━━━━━ GIVEN TEXT
Open Rickardo987 opened 6 years ago
What does the big sd matter? There are not many ways for this to go wrong in joining. That's why I did not update the scripts to better and automatic versions.
Although a sha256 of the whole emmc would not be bad. If I have time to implement pause/continue for HW sha256, I'll add it.
The best I could for this, was to either halt the SoC or only get the last part hash. Needs more researching.
If I may, it might be easier to just start out with making a sha256 of a rawnand.bin dump (and/or any other dump of any other thing.) All you would need to do is steal some sha256 generation code and point it at the backup file.
Another suggestion too, auto zip rawnand.bin . EDIT: Thumbs up or down according to your opinion plz.
All you would need to do is steal some sha256 generation code and point it at the backup file.
hekate already has hw sha256. The problem is using a buffer to hash and then continue hashing with the new buffer's contents.
━━━━━━━━━━
▶ PROBLEMS
[1] In the discussion thread, what does hekate already have?
[2] Name each storage device or dump file mentioned in the discussion thread.
[3] Continue the discussion thread about sha256 hashing of dumps from its last comment.
━━━━━ RAW DATA
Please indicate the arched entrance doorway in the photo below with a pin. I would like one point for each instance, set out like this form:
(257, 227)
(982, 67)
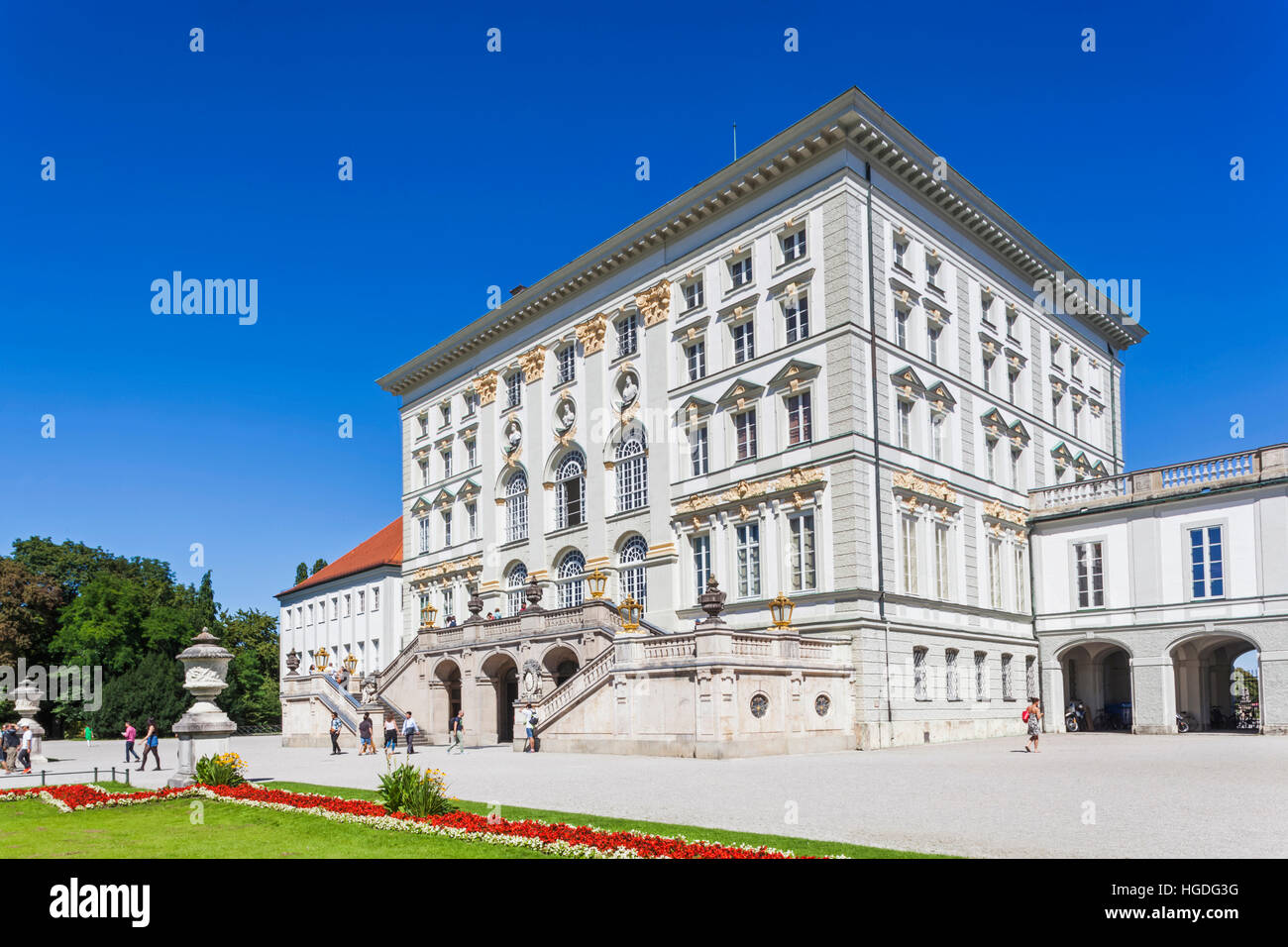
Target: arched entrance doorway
(1099, 674)
(1219, 682)
(446, 697)
(502, 674)
(561, 664)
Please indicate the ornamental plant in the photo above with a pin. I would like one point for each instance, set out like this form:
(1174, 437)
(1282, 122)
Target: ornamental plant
(223, 770)
(410, 791)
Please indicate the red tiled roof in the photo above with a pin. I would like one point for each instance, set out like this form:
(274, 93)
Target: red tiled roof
(381, 549)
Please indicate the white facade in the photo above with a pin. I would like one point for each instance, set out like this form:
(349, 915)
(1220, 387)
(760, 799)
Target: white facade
(1151, 583)
(360, 613)
(875, 393)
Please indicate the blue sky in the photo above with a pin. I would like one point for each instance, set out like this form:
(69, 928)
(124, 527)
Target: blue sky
(473, 169)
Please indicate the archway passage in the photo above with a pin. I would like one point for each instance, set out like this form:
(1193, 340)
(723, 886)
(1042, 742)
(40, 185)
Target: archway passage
(561, 664)
(502, 674)
(1098, 674)
(1219, 684)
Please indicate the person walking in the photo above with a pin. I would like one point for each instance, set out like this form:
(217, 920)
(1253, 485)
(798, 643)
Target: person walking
(11, 742)
(151, 744)
(529, 727)
(25, 749)
(365, 736)
(458, 731)
(335, 733)
(390, 736)
(130, 735)
(410, 731)
(1033, 716)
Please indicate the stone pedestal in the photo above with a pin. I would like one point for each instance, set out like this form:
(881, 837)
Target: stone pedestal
(205, 729)
(26, 701)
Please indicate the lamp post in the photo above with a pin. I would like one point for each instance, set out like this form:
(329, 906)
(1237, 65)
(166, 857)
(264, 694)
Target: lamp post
(630, 611)
(781, 611)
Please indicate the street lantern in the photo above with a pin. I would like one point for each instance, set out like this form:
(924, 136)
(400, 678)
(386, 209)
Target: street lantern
(630, 611)
(781, 609)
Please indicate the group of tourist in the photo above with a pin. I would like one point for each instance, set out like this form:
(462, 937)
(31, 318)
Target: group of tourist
(410, 728)
(17, 748)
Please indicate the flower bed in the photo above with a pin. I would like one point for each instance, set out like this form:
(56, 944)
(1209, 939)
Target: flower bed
(552, 838)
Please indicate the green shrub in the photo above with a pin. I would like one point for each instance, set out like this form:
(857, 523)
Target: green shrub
(408, 789)
(224, 770)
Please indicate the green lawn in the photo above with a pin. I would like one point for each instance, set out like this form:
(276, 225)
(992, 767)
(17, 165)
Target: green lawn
(34, 830)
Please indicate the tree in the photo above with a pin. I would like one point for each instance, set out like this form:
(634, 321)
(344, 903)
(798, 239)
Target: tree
(154, 688)
(29, 613)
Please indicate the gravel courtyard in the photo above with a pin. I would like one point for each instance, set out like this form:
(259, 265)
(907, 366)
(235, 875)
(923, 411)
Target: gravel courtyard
(1085, 795)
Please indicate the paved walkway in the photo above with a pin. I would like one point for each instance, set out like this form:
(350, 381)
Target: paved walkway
(1212, 795)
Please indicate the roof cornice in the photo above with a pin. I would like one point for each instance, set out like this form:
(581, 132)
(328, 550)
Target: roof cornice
(850, 120)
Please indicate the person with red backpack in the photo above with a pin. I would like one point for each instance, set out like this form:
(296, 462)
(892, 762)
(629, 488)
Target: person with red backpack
(1031, 715)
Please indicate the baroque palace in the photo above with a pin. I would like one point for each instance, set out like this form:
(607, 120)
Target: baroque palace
(752, 475)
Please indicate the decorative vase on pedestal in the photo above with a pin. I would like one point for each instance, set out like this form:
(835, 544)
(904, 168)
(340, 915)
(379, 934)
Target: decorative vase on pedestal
(26, 701)
(205, 729)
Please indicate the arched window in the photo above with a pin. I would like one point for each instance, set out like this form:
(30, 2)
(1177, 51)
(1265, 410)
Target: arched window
(572, 583)
(515, 581)
(571, 491)
(516, 508)
(631, 474)
(631, 573)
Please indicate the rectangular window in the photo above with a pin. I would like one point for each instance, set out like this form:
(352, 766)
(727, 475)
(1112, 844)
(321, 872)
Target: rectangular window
(794, 245)
(739, 270)
(745, 431)
(938, 424)
(1089, 574)
(1021, 579)
(700, 561)
(909, 536)
(748, 561)
(627, 337)
(802, 552)
(743, 342)
(694, 294)
(567, 364)
(696, 357)
(906, 424)
(995, 573)
(1207, 564)
(797, 316)
(800, 428)
(941, 562)
(698, 451)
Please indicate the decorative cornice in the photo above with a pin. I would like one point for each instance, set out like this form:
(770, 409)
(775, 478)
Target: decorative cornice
(655, 303)
(793, 479)
(590, 334)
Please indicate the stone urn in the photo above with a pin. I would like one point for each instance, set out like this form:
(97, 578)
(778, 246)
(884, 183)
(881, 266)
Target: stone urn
(205, 729)
(26, 701)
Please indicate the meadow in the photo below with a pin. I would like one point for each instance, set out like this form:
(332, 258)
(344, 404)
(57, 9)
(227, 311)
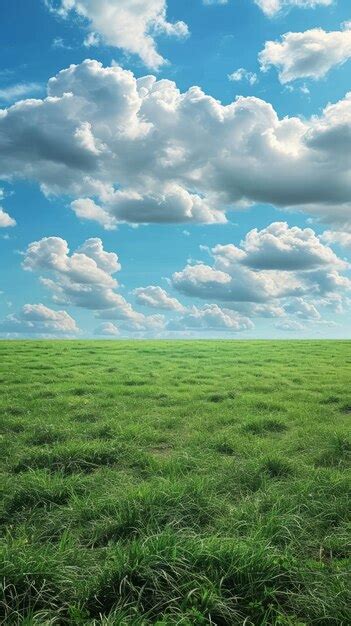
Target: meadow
(189, 482)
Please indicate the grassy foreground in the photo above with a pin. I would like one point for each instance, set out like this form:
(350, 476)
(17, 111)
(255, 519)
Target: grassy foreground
(175, 483)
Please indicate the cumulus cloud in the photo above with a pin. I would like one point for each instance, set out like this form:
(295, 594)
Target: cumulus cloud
(243, 74)
(279, 247)
(339, 237)
(272, 7)
(309, 54)
(211, 317)
(37, 319)
(85, 279)
(271, 265)
(303, 309)
(107, 329)
(131, 26)
(157, 298)
(139, 150)
(290, 325)
(6, 220)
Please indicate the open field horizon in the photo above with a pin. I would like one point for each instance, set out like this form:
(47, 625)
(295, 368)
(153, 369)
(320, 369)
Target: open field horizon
(175, 482)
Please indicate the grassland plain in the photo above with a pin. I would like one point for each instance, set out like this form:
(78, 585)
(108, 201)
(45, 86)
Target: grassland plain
(180, 482)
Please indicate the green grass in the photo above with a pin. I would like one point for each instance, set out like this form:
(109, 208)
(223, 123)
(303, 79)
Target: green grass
(175, 483)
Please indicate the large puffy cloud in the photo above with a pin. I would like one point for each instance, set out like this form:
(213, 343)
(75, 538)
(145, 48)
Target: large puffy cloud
(157, 298)
(107, 329)
(279, 247)
(339, 237)
(139, 150)
(211, 317)
(37, 319)
(310, 54)
(272, 7)
(131, 25)
(85, 279)
(6, 220)
(275, 263)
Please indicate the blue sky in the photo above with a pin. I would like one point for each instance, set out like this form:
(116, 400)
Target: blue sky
(172, 181)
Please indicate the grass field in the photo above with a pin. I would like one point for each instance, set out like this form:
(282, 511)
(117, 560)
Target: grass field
(175, 482)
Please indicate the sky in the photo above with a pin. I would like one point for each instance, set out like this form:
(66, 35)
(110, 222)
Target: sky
(175, 169)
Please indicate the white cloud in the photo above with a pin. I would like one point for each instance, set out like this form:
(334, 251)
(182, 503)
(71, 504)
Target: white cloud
(270, 266)
(6, 220)
(132, 26)
(38, 319)
(279, 247)
(139, 150)
(85, 279)
(243, 74)
(107, 329)
(272, 7)
(157, 298)
(303, 309)
(339, 237)
(290, 325)
(309, 54)
(211, 317)
(12, 92)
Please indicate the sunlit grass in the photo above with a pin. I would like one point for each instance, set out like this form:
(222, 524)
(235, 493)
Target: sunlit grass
(175, 483)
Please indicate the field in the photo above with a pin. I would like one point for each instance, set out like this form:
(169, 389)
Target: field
(179, 482)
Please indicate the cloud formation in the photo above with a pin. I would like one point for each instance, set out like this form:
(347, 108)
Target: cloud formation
(272, 7)
(157, 298)
(6, 220)
(107, 329)
(37, 319)
(211, 317)
(310, 54)
(139, 150)
(132, 26)
(85, 279)
(243, 74)
(277, 264)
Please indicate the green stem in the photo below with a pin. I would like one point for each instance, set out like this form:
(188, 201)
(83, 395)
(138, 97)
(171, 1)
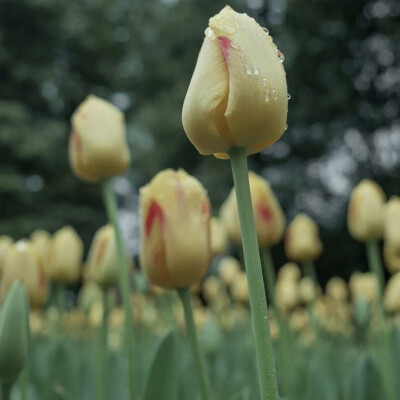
━━━━━━━━━━
▶ ANSWERS PROVIDED
[1] Hardware sha256.

[2] The big sd, the emmc, and rawnand.bin.

[3]
The main need here is the emmc sha256. The backup's sha256 is useless if you don't know the original one. Also forget the zip for now. We run on BPMP and that will take hours to do it.
How do you verify a backup then?
https://github.com/CTCaer/hekate/blob/master/bootloader/main.c#L894
These are 4MB chunks.
Oh
I would love to see this feature added as well! I'm not using chunks, but I have a suspicion that my rawnand.bin file got corrupted while I was using retroarch, and I really wish I had a SHA-256 or MD5 checksum to check it with so I know whether or not it's safe to restore it.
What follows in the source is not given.